__WORK INSTRUCTIONS__
Copy out the lines of the listing below with no changes, starting at the line with "segment smartphone, every instance" and ending with the final line of the listing, both included.

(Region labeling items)
========

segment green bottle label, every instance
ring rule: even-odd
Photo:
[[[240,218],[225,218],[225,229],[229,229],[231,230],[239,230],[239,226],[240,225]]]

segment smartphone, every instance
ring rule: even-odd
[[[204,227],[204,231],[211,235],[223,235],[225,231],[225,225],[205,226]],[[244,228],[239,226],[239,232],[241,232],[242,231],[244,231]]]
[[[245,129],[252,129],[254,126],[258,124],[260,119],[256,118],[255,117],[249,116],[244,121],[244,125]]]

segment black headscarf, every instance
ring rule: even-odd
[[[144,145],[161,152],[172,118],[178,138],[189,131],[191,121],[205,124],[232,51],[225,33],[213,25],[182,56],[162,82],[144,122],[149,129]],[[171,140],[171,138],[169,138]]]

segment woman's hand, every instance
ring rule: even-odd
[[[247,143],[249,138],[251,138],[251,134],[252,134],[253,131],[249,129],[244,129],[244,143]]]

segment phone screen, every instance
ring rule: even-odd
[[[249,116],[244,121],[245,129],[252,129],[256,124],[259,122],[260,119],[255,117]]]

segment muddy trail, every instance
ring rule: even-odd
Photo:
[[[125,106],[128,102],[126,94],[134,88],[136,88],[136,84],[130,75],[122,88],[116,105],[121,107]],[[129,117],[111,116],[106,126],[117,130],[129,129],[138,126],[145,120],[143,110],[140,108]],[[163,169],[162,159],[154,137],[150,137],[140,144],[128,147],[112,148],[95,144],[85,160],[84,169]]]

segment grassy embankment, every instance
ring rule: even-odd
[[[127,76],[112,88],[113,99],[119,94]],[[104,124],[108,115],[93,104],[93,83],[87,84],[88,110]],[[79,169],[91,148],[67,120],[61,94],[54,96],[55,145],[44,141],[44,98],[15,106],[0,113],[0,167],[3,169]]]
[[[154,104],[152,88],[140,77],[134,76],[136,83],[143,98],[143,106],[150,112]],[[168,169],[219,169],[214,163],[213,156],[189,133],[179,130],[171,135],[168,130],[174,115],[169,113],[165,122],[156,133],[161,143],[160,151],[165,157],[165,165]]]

========

__RESULT BELOW__
segment smartphone, every instance
ring rule: even-odd
[[[204,227],[204,231],[211,235],[223,235],[225,231],[225,225],[205,226]],[[244,228],[239,226],[239,232],[241,232],[242,231],[244,231]]]
[[[245,129],[252,129],[254,126],[258,124],[260,119],[256,118],[255,117],[249,116],[244,121],[244,125]]]

segment black headscarf, every instance
ring rule: even-odd
[[[144,145],[161,152],[172,118],[178,138],[189,131],[191,121],[205,124],[232,51],[225,33],[213,25],[182,56],[162,82],[144,122],[149,129]],[[171,140],[171,138],[169,138]]]

segment woman's hand, every instance
ring rule: even-odd
[[[247,143],[249,138],[251,138],[251,134],[252,134],[253,131],[249,129],[244,129],[244,143]]]

segment phone screen, every instance
ring rule: even-odd
[[[249,116],[244,121],[245,129],[252,129],[256,124],[259,122],[260,119],[255,117]]]

segment muddy trail, every instance
ring rule: even-odd
Photo:
[[[125,106],[128,102],[126,94],[134,88],[136,88],[136,84],[130,75],[122,88],[116,105],[121,107]],[[129,117],[111,116],[106,126],[117,130],[129,129],[138,126],[145,120],[143,110],[140,108]],[[163,169],[162,159],[154,137],[150,137],[140,144],[128,147],[112,148],[95,144],[85,160],[84,169]]]

segment grassy embankment, every instance
ring rule: even-odd
[[[127,76],[112,88],[113,99],[119,94]],[[104,124],[108,115],[93,104],[93,83],[87,84],[88,110]],[[79,169],[91,148],[67,120],[61,94],[54,96],[55,145],[44,141],[44,98],[15,106],[0,113],[0,167],[3,169]]]
[[[154,104],[152,88],[140,77],[134,76],[136,83],[143,98],[143,106],[150,112]],[[168,169],[219,169],[214,163],[213,156],[189,133],[179,130],[171,135],[168,130],[174,115],[169,113],[165,122],[156,133],[161,143],[160,151],[165,157],[165,165]]]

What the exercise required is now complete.